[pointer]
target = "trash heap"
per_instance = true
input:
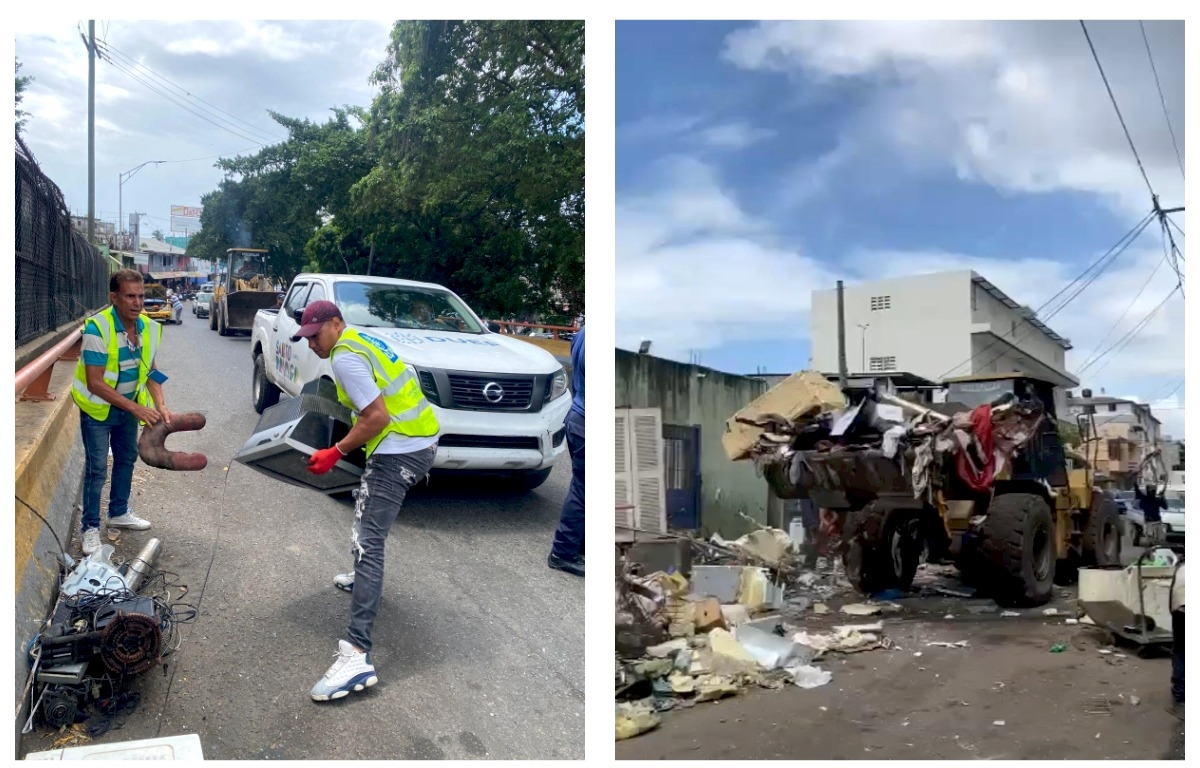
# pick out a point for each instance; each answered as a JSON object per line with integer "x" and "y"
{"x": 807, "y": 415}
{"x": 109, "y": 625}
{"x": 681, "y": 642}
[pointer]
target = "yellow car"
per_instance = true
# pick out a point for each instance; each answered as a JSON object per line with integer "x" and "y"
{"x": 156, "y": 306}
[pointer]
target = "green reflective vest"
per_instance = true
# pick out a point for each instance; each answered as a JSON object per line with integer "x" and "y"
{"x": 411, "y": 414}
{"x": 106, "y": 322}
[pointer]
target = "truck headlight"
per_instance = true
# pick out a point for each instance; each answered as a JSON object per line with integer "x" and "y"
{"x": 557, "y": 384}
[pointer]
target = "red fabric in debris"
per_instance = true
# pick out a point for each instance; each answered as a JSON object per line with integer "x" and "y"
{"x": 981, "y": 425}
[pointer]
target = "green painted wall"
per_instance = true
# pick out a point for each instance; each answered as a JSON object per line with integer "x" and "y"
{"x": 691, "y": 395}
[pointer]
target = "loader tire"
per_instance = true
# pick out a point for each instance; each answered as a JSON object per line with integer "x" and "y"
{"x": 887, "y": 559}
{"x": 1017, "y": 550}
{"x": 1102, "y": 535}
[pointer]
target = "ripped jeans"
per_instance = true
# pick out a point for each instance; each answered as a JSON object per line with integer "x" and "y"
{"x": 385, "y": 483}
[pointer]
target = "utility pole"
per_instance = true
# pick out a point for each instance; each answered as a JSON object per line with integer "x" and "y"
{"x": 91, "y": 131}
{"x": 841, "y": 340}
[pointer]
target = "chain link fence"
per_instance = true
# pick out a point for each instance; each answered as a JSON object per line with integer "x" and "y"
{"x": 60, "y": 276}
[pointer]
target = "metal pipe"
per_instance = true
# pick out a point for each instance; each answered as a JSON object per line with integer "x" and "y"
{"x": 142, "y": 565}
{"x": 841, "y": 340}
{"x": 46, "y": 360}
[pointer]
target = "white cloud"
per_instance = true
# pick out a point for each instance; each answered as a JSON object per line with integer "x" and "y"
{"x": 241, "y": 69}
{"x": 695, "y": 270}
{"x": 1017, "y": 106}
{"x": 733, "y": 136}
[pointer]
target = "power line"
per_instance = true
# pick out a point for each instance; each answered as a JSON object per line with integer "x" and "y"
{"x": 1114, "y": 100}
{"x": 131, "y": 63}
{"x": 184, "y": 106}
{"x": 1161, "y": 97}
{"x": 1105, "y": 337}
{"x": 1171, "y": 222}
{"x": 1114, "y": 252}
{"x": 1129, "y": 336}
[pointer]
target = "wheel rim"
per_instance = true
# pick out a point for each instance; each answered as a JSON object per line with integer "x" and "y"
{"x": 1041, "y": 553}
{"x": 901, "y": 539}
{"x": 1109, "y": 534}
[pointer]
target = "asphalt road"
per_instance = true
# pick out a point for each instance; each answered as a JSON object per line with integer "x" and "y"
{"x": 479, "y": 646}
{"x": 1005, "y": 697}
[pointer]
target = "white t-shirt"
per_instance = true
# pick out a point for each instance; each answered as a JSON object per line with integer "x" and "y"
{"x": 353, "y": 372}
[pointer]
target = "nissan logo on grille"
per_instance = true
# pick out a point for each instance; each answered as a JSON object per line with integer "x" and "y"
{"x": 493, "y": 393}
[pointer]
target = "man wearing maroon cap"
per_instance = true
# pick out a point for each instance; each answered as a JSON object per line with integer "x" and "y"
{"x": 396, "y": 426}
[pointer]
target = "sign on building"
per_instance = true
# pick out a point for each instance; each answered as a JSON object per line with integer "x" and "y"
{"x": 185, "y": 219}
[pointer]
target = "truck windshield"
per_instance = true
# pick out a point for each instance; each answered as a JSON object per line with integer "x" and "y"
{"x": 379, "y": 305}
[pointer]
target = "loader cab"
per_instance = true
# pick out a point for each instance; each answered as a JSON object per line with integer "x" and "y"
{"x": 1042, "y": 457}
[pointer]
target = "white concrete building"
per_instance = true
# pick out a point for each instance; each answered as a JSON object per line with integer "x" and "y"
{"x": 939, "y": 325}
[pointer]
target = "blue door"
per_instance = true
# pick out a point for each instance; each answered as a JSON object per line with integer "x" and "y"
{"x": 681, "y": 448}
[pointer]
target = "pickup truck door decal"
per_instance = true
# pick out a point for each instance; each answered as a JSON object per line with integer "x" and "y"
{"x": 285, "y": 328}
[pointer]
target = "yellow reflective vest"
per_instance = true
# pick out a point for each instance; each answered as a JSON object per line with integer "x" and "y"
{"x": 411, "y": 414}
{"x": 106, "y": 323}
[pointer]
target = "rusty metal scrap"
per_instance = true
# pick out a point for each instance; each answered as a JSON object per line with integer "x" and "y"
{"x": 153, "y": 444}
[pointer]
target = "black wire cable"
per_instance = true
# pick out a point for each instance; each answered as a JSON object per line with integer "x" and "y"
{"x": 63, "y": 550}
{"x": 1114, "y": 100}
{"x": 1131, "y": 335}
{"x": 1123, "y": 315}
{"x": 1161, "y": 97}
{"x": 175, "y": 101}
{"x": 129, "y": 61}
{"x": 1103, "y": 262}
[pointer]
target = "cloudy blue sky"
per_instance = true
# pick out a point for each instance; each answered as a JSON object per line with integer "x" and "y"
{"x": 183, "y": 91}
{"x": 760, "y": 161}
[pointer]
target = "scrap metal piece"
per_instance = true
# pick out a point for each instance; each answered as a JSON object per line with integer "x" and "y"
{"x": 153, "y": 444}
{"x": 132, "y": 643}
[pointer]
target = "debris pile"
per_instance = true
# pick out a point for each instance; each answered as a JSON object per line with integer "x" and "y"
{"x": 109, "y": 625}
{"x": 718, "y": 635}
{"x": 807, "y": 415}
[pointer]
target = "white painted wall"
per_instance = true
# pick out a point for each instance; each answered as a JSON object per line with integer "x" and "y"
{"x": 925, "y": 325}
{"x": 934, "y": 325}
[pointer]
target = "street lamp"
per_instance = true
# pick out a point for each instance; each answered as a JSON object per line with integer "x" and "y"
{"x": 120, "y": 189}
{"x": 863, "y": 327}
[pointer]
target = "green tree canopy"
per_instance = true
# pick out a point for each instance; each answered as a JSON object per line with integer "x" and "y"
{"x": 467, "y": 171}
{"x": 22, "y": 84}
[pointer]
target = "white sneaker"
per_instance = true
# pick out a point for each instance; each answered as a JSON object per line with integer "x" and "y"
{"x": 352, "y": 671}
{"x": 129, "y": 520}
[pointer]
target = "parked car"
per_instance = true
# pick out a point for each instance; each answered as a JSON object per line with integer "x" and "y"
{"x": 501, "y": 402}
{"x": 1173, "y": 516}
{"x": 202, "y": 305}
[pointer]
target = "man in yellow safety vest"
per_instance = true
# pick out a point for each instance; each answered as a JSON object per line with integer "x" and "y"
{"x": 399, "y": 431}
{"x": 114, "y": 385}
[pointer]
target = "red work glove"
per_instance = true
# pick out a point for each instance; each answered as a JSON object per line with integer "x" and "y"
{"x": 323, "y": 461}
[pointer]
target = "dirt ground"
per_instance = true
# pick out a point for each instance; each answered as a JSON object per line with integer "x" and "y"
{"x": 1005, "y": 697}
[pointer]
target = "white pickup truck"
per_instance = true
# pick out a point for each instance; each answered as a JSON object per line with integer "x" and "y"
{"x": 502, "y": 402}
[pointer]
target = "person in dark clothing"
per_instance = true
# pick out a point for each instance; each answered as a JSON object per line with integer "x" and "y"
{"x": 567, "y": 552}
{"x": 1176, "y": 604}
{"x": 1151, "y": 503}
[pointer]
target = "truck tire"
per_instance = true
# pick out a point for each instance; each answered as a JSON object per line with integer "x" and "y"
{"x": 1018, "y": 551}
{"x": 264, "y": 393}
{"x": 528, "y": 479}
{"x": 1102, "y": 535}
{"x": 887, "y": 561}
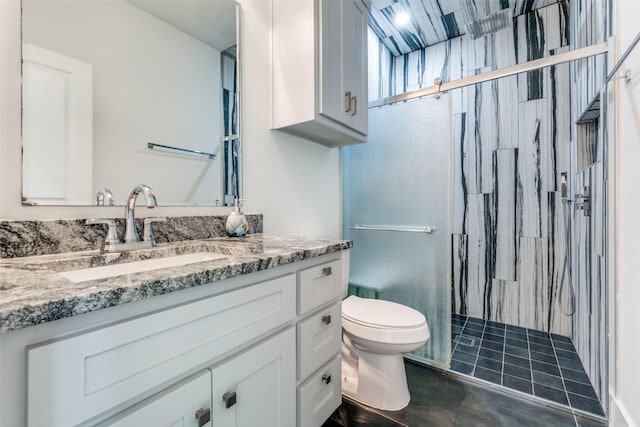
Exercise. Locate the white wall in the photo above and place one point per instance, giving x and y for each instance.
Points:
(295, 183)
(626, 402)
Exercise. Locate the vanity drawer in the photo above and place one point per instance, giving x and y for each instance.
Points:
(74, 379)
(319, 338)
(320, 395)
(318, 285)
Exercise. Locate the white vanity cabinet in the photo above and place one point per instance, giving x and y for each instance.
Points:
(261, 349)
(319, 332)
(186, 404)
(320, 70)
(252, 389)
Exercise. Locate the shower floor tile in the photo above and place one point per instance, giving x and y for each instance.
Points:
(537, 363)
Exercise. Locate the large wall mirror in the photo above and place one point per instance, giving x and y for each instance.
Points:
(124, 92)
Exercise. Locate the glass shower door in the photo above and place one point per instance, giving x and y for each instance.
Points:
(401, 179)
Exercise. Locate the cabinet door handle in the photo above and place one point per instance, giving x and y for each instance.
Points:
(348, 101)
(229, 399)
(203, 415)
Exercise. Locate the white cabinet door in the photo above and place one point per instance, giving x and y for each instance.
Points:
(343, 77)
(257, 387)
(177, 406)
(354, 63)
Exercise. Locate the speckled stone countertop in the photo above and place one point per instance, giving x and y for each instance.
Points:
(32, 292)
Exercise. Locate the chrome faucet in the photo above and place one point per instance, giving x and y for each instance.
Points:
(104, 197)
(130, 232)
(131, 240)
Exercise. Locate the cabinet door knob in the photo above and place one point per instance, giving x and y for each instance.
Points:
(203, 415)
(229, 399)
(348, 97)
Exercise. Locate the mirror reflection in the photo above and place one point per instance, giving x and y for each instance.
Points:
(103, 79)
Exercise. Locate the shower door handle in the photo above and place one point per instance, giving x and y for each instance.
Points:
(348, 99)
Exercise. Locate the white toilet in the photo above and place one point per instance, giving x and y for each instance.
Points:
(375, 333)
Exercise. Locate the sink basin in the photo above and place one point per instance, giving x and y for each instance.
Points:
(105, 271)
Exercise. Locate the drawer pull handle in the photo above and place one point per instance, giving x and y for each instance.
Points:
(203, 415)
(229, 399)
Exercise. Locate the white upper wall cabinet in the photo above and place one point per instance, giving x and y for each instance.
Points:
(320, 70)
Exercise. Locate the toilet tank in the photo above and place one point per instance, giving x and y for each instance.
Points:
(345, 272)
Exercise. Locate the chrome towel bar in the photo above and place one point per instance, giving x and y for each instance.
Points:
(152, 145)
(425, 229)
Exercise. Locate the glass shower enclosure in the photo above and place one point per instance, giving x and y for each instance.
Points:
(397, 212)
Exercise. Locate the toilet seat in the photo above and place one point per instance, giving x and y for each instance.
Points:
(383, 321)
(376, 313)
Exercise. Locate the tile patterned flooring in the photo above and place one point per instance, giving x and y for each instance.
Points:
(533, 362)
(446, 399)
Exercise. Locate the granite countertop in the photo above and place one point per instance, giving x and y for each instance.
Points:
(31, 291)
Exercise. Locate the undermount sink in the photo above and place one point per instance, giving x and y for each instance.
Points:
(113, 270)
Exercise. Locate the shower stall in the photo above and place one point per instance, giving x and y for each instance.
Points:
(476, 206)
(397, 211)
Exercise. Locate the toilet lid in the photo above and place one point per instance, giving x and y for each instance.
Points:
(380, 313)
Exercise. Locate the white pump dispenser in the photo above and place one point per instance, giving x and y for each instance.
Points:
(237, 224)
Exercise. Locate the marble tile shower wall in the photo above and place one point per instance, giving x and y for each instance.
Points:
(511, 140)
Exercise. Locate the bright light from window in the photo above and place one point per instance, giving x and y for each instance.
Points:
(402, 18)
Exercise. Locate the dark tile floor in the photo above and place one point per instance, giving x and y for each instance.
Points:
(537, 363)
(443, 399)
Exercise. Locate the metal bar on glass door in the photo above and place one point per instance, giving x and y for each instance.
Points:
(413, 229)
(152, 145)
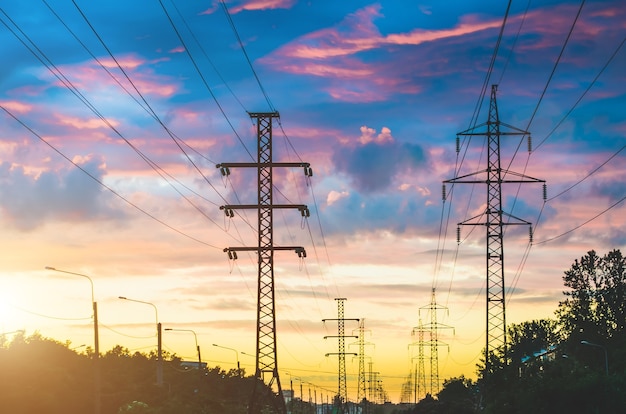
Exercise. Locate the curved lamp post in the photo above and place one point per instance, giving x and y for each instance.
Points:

+-------+

Exercise description:
Please copy each line of the records above in which the word "debris" can be found.

Task response:
target = "red fabric in debris"
target = "debris pile"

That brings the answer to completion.